■ **EXERCISE BRIEF**
In this exercise, retype exactly the lines from the start of the entries through the line bearing "ask: trace the outline of every instance of the **russet", leaving every picture out.

■ **EXTRACTED RECORDS**

════════

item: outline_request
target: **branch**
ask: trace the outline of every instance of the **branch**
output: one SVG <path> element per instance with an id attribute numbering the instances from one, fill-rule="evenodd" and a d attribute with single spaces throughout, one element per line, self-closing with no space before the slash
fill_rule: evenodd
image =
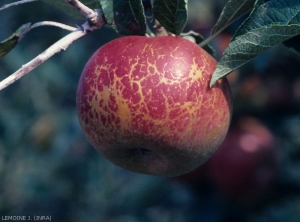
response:
<path id="1" fill-rule="evenodd" d="M 64 38 L 60 39 L 48 49 L 46 49 L 43 53 L 35 57 L 30 62 L 24 64 L 19 70 L 5 78 L 0 82 L 0 90 L 6 88 L 10 84 L 14 83 L 21 77 L 25 76 L 27 73 L 44 63 L 47 59 L 52 57 L 54 54 L 61 52 L 62 50 L 66 50 L 74 41 L 77 39 L 85 36 L 87 32 L 77 30 L 68 35 Z"/>
<path id="2" fill-rule="evenodd" d="M 5 4 L 0 8 L 1 10 L 7 9 L 11 6 L 16 6 L 16 5 L 21 5 L 21 4 L 25 4 L 25 3 L 29 3 L 29 2 L 35 2 L 37 0 L 22 0 L 22 1 L 18 1 L 18 2 L 13 2 L 13 3 L 9 3 L 9 4 Z"/>
<path id="3" fill-rule="evenodd" d="M 97 13 L 97 12 L 95 12 Z M 93 32 L 96 29 L 102 28 L 106 22 L 103 19 L 103 12 L 101 10 L 98 10 L 98 13 L 96 15 L 96 25 L 91 24 L 91 21 L 87 21 L 83 25 L 81 25 L 79 28 L 77 28 L 75 31 L 71 32 L 70 34 L 66 35 L 62 39 L 58 40 L 56 43 L 51 45 L 48 49 L 46 49 L 44 52 L 42 52 L 40 55 L 35 57 L 30 62 L 24 64 L 19 70 L 5 78 L 0 82 L 0 90 L 6 88 L 10 84 L 14 83 L 21 77 L 28 74 L 30 71 L 44 63 L 47 59 L 55 55 L 56 53 L 59 53 L 63 50 L 66 50 L 74 41 L 80 39 L 81 37 L 85 36 L 86 34 Z"/>
<path id="4" fill-rule="evenodd" d="M 66 0 L 70 5 L 74 6 L 82 15 L 84 15 L 88 20 L 97 17 L 97 13 L 87 7 L 86 5 L 82 4 L 78 0 Z"/>
<path id="5" fill-rule="evenodd" d="M 65 1 L 74 6 L 82 15 L 84 15 L 88 19 L 90 25 L 101 28 L 102 23 L 106 23 L 103 11 L 101 9 L 92 10 L 78 0 Z"/>
<path id="6" fill-rule="evenodd" d="M 30 28 L 27 30 L 27 32 L 29 32 L 31 29 L 34 29 L 34 28 L 37 28 L 37 27 L 40 27 L 40 26 L 47 26 L 47 25 L 62 28 L 62 29 L 65 29 L 65 30 L 68 30 L 68 31 L 71 31 L 71 32 L 77 30 L 77 28 L 75 28 L 75 27 L 65 25 L 65 24 L 62 24 L 62 23 L 59 23 L 59 22 L 42 21 L 42 22 L 37 22 L 37 23 L 34 23 L 33 25 L 31 25 Z"/>

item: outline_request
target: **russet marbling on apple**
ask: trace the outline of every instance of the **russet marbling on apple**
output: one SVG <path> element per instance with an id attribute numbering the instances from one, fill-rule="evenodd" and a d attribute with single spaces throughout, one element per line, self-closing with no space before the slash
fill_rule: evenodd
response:
<path id="1" fill-rule="evenodd" d="M 100 47 L 78 84 L 83 131 L 125 169 L 177 176 L 204 163 L 224 140 L 232 99 L 216 61 L 181 37 L 128 36 Z"/>

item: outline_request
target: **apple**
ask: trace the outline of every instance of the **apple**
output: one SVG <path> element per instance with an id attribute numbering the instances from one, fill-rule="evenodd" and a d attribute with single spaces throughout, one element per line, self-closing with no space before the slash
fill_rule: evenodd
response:
<path id="1" fill-rule="evenodd" d="M 209 87 L 216 61 L 181 37 L 127 36 L 100 47 L 77 89 L 91 145 L 138 173 L 178 176 L 224 140 L 232 110 L 226 78 Z"/>
<path id="2" fill-rule="evenodd" d="M 257 198 L 275 182 L 278 161 L 272 132 L 254 117 L 233 123 L 207 170 L 215 186 L 232 199 Z"/>

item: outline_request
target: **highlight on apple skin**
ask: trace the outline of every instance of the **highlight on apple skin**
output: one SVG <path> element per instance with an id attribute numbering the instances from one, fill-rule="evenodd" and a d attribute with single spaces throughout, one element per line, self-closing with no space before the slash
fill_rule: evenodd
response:
<path id="1" fill-rule="evenodd" d="M 181 37 L 127 36 L 100 47 L 77 89 L 79 122 L 91 145 L 138 173 L 178 176 L 224 140 L 232 97 L 226 78 L 209 87 L 216 61 Z"/>

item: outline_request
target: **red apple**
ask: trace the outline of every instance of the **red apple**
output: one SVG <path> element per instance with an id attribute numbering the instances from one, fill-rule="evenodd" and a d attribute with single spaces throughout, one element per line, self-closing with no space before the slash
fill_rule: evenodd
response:
<path id="1" fill-rule="evenodd" d="M 258 119 L 243 117 L 206 164 L 213 183 L 229 197 L 259 197 L 276 178 L 275 138 Z"/>
<path id="2" fill-rule="evenodd" d="M 81 75 L 77 112 L 92 146 L 125 169 L 177 176 L 204 163 L 231 119 L 216 61 L 180 37 L 128 36 L 98 49 Z"/>

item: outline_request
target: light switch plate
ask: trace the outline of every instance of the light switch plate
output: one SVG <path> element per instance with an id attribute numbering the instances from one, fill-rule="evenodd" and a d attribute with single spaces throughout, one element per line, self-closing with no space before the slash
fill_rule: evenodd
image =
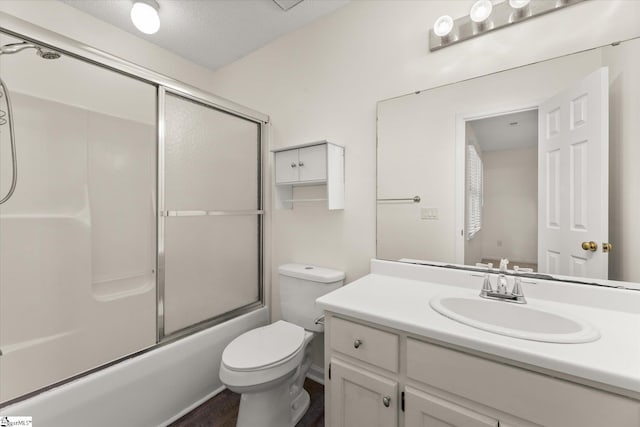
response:
<path id="1" fill-rule="evenodd" d="M 430 220 L 438 219 L 438 208 L 421 208 L 420 218 Z"/>

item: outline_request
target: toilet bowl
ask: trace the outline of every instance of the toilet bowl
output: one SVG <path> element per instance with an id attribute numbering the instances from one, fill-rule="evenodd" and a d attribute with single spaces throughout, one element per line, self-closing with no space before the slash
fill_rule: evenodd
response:
<path id="1" fill-rule="evenodd" d="M 242 394 L 237 426 L 295 425 L 309 407 L 302 384 L 312 332 L 285 321 L 253 329 L 222 354 L 220 380 Z M 305 360 L 306 359 L 306 360 Z"/>
<path id="2" fill-rule="evenodd" d="M 293 427 L 309 407 L 303 388 L 309 343 L 321 325 L 315 300 L 342 286 L 344 273 L 300 264 L 280 266 L 282 317 L 240 335 L 225 348 L 220 380 L 240 393 L 237 427 Z"/>

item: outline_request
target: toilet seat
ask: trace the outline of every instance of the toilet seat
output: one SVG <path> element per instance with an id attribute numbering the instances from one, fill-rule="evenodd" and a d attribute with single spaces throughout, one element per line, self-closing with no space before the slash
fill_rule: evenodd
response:
<path id="1" fill-rule="evenodd" d="M 280 320 L 240 335 L 222 353 L 224 366 L 236 372 L 252 372 L 286 363 L 305 344 L 305 330 Z"/>

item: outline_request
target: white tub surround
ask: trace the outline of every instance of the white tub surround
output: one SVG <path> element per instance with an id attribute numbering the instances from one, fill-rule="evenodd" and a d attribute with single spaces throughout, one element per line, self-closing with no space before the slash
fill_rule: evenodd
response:
<path id="1" fill-rule="evenodd" d="M 268 323 L 268 308 L 186 338 L 0 409 L 48 427 L 165 426 L 224 390 L 218 369 L 238 335 Z"/>
<path id="2" fill-rule="evenodd" d="M 544 280 L 523 283 L 527 306 L 574 316 L 599 330 L 598 340 L 580 344 L 529 341 L 486 332 L 451 320 L 429 305 L 439 295 L 473 298 L 482 281 L 469 271 L 373 260 L 371 274 L 316 303 L 337 316 L 640 398 L 640 291 Z M 495 281 L 493 276 L 492 283 Z"/>

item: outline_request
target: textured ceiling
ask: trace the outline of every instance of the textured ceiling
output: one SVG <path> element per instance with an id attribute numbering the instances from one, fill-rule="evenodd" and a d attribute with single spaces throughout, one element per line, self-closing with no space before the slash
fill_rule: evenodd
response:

════════

■ **SOLUTION BELOW**
item: outline_request
target: **branch**
ask: trace the outline of every instance of the **branch**
output: one SVG <path> element per instance with an id attribute numbering the instances from one, fill-rule="evenodd" and a d attribute with single spaces throughout, one element per line, self-closing with no space before the slash
fill_rule: evenodd
image =
response:
<path id="1" fill-rule="evenodd" d="M 64 38 L 60 39 L 48 49 L 46 49 L 43 53 L 35 57 L 30 62 L 24 64 L 19 70 L 5 78 L 0 82 L 0 90 L 6 88 L 10 84 L 14 83 L 21 77 L 25 76 L 27 73 L 44 63 L 47 59 L 52 57 L 54 54 L 61 52 L 62 50 L 66 50 L 74 41 L 77 39 L 85 36 L 87 32 L 77 30 L 68 35 Z"/>
<path id="2" fill-rule="evenodd" d="M 5 4 L 0 8 L 1 10 L 7 9 L 11 6 L 16 6 L 16 5 L 21 5 L 21 4 L 25 4 L 25 3 L 29 3 L 29 2 L 35 2 L 37 0 L 22 0 L 22 1 L 18 1 L 18 2 L 13 2 L 13 3 L 9 3 L 9 4 Z"/>
<path id="3" fill-rule="evenodd" d="M 97 13 L 97 12 L 95 12 Z M 93 32 L 96 29 L 102 28 L 106 22 L 103 19 L 103 12 L 101 10 L 98 10 L 98 13 L 96 15 L 96 25 L 91 24 L 91 21 L 87 21 L 83 25 L 81 25 L 79 28 L 77 28 L 75 31 L 71 32 L 70 34 L 66 35 L 62 39 L 58 40 L 56 43 L 51 45 L 48 49 L 46 49 L 44 52 L 42 52 L 40 55 L 35 57 L 30 62 L 24 64 L 19 70 L 5 78 L 0 82 L 0 90 L 6 88 L 10 84 L 14 83 L 21 77 L 28 74 L 30 71 L 44 63 L 47 59 L 55 55 L 56 53 L 59 53 L 63 50 L 66 50 L 74 41 L 80 39 L 81 37 L 85 36 L 86 34 Z"/>
<path id="4" fill-rule="evenodd" d="M 66 0 L 70 5 L 74 6 L 82 15 L 84 15 L 88 20 L 97 17 L 97 13 L 87 7 L 86 5 L 82 4 L 78 0 Z"/>
<path id="5" fill-rule="evenodd" d="M 65 1 L 74 6 L 82 15 L 84 15 L 88 19 L 90 25 L 101 28 L 102 23 L 106 23 L 103 11 L 101 9 L 92 10 L 78 0 Z"/>
<path id="6" fill-rule="evenodd" d="M 30 28 L 27 30 L 27 32 L 29 32 L 31 29 L 34 29 L 34 28 L 37 28 L 37 27 L 40 27 L 40 26 L 47 26 L 47 25 L 62 28 L 62 29 L 65 29 L 65 30 L 68 30 L 68 31 L 71 31 L 71 32 L 77 30 L 77 28 L 75 28 L 75 27 L 65 25 L 65 24 L 62 24 L 62 23 L 59 23 L 59 22 L 42 21 L 42 22 L 37 22 L 37 23 L 34 23 L 33 25 L 31 25 Z"/>

item: outline_request
target: **russet marbling on apple**
ask: trace the outline of every instance of the **russet marbling on apple**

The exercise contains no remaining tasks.